-- Work task --
Your answer must consist of every line from the data below that includes the word "Target".

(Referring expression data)
+===+
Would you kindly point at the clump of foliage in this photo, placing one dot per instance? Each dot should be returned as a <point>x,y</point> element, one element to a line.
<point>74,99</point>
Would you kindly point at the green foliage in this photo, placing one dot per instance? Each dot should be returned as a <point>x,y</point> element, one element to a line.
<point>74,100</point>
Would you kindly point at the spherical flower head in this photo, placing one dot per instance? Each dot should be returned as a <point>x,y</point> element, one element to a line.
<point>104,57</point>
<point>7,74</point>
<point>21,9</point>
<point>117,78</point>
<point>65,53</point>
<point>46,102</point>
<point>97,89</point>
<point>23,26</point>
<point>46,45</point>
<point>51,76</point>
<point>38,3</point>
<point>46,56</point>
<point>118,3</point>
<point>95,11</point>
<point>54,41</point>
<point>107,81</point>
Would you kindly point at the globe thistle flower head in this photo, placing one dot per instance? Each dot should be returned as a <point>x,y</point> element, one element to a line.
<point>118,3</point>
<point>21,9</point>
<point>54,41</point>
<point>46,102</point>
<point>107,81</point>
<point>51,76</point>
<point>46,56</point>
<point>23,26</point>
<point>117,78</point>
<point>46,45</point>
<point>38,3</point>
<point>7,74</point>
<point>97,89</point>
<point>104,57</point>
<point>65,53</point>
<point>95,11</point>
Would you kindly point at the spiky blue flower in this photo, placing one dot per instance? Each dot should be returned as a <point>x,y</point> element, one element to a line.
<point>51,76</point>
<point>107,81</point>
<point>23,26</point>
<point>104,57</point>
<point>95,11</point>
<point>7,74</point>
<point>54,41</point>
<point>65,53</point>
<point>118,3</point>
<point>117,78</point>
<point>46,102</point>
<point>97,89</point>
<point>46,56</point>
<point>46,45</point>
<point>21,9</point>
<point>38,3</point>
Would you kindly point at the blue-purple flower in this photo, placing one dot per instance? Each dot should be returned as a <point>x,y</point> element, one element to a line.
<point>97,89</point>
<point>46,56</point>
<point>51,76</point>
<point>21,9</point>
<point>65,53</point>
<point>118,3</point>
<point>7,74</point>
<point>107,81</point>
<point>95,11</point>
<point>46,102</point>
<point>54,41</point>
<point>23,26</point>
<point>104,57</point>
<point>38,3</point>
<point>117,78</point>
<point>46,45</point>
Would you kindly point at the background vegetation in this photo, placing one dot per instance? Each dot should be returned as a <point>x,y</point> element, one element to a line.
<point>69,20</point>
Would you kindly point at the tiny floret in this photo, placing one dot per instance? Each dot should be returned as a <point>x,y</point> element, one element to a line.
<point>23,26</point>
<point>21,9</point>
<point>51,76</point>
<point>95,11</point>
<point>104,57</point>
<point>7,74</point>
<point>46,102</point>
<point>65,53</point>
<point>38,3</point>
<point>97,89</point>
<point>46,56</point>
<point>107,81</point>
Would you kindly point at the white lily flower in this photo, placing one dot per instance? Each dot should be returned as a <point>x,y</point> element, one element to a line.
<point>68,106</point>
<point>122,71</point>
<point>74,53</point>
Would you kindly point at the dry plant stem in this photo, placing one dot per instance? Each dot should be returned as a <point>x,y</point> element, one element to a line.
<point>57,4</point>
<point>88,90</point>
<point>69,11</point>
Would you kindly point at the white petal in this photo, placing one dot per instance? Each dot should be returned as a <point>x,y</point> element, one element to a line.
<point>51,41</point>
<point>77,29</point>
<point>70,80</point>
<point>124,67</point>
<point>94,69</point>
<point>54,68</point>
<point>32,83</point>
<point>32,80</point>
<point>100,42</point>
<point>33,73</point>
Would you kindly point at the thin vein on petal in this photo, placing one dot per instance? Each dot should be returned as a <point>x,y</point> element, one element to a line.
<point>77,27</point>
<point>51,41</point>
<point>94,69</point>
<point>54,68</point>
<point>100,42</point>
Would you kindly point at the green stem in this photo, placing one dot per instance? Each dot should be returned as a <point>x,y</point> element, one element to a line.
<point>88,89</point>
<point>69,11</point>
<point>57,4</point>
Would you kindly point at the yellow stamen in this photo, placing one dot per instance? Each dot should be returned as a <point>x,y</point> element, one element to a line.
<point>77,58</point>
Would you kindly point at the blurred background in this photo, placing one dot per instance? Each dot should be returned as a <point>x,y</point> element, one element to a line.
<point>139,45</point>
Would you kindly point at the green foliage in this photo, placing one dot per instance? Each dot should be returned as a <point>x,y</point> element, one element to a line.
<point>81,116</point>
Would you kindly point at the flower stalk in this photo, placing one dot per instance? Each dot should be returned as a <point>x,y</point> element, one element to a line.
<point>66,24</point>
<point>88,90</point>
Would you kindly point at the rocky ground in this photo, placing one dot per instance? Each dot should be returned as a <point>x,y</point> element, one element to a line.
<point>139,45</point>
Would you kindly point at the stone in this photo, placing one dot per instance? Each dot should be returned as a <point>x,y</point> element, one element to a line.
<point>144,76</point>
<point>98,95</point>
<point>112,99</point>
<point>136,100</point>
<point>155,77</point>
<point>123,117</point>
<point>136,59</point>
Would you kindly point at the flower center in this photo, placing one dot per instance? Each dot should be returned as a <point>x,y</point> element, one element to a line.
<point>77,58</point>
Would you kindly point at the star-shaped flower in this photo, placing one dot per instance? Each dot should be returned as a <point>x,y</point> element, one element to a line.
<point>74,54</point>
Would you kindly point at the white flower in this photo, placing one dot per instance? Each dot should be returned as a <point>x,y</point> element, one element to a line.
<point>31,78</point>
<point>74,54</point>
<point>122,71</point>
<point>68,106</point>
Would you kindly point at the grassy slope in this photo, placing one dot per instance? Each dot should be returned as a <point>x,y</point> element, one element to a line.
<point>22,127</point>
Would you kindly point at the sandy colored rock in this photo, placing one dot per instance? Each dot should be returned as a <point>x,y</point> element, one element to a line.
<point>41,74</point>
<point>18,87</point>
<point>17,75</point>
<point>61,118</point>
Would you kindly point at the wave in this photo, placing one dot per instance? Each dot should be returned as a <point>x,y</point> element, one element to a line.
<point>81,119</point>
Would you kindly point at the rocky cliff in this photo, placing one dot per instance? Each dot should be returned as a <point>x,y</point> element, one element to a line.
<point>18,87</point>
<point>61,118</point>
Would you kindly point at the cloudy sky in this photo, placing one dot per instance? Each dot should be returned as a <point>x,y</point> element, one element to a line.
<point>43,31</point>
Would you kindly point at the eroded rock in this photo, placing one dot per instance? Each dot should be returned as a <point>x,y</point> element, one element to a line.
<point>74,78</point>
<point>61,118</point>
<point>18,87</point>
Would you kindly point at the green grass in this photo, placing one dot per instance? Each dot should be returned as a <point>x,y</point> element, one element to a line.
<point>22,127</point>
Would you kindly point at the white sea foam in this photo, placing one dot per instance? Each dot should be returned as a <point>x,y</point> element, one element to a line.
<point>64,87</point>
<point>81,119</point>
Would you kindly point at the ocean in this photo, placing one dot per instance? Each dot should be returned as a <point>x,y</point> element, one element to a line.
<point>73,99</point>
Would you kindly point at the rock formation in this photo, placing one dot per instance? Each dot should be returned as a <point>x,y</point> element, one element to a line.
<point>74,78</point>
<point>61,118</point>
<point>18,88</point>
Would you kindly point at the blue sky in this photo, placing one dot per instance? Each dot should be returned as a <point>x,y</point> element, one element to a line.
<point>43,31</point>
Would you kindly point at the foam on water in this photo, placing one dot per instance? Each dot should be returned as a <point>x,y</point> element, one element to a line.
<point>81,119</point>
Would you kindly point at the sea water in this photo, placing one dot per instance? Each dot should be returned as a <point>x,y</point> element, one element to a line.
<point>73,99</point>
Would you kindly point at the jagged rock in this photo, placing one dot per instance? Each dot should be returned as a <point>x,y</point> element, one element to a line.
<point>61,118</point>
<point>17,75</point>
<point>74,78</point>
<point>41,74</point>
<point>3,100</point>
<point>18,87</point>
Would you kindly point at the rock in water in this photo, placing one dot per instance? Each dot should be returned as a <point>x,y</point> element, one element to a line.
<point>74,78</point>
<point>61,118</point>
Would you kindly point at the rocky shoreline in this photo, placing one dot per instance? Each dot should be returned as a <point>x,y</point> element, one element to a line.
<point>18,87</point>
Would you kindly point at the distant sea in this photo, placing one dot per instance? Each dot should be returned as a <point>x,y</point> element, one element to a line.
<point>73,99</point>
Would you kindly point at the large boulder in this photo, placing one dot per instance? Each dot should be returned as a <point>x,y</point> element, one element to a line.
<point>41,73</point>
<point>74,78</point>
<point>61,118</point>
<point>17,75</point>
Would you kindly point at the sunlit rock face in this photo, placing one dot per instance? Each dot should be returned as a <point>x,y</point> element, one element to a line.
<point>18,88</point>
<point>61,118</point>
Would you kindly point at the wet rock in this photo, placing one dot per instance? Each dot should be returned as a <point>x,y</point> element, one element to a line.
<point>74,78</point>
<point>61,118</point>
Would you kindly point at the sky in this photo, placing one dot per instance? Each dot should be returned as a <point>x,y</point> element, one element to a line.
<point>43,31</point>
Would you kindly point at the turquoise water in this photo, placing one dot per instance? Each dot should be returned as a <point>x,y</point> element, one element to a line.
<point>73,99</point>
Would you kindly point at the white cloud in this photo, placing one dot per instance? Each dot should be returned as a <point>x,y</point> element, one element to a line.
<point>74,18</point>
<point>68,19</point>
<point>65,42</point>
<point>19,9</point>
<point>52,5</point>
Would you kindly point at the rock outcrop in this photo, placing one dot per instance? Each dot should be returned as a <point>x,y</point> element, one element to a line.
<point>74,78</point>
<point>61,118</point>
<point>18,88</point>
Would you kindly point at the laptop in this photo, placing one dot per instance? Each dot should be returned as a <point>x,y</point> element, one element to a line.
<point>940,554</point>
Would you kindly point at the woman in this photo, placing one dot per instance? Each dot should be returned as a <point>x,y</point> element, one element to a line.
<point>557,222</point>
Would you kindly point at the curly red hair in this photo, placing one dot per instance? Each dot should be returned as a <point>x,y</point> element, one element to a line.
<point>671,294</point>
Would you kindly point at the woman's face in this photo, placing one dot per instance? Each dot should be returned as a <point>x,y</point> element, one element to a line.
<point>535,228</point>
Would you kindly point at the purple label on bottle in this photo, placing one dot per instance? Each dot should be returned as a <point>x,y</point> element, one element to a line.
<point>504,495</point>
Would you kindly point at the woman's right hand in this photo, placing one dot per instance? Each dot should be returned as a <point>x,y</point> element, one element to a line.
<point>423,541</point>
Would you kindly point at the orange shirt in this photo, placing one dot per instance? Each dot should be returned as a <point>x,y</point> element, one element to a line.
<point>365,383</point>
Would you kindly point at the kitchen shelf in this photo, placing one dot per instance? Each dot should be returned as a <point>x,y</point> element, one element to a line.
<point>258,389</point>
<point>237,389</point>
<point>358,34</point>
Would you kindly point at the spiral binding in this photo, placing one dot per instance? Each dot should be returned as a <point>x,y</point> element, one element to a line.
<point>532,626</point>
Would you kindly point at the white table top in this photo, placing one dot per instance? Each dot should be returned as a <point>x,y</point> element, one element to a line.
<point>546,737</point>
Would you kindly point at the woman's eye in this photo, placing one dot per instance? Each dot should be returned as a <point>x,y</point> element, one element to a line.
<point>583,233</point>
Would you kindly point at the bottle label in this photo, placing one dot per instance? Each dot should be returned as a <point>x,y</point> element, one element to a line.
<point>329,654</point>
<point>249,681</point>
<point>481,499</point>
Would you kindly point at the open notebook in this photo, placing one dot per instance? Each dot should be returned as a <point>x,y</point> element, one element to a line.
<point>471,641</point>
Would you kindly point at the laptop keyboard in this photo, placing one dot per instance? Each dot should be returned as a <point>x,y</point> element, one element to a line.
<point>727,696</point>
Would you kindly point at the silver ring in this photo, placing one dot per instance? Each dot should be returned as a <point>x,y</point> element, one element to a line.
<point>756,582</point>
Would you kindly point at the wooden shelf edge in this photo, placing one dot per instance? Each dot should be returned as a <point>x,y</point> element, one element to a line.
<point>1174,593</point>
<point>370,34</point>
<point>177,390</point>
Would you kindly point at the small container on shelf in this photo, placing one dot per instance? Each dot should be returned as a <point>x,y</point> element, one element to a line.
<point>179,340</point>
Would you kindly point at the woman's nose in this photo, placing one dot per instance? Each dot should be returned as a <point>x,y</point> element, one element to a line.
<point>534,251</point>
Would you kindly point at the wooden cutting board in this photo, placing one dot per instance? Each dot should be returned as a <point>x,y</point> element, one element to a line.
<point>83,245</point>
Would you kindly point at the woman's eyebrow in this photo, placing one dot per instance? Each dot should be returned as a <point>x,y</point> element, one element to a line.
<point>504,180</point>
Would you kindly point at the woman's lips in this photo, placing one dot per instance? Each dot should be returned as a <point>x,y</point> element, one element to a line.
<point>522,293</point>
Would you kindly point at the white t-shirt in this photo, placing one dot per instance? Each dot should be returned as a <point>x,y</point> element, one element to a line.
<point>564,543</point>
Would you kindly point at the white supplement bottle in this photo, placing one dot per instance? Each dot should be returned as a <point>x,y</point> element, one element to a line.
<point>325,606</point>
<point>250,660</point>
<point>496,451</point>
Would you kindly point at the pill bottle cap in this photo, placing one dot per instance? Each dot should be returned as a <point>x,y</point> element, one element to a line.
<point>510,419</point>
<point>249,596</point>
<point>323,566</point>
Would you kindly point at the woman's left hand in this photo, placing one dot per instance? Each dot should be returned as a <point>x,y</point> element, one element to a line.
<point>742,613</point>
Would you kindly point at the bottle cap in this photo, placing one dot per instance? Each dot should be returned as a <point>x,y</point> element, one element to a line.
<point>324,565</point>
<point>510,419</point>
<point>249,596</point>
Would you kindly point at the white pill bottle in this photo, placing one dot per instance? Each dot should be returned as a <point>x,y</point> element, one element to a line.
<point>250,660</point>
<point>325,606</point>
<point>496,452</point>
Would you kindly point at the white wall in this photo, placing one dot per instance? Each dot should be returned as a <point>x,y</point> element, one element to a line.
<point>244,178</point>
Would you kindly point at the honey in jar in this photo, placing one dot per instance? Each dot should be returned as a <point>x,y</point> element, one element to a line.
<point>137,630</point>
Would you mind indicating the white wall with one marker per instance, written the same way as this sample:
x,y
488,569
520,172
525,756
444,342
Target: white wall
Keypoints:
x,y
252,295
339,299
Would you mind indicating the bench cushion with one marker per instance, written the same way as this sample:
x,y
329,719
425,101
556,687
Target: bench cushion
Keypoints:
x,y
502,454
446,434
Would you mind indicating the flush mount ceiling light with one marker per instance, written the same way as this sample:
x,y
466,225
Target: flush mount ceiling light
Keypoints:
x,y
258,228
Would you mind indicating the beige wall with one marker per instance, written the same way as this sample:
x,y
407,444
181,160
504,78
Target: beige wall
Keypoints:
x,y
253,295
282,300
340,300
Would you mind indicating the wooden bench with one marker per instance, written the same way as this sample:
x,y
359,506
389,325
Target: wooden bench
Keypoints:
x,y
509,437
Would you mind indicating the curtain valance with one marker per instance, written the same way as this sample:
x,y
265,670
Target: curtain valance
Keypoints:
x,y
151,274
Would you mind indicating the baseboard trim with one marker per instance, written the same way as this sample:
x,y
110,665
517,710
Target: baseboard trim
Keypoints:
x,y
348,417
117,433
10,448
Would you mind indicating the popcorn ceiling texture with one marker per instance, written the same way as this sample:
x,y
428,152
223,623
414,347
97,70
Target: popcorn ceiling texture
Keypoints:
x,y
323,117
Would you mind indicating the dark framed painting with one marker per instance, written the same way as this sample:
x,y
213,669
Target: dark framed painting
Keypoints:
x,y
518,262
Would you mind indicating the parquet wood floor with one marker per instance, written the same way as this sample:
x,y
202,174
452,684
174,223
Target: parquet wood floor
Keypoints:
+===+
-- Answer to this problem --
Target: white wall
Target: bench cushion
Target: flush mount ceiling light
Target: beige wall
Target: wooden bench
Target: curtain valance
Target: baseboard trim
Target: popcorn ceiling texture
Target: dark framed painting
Target: parquet wood floor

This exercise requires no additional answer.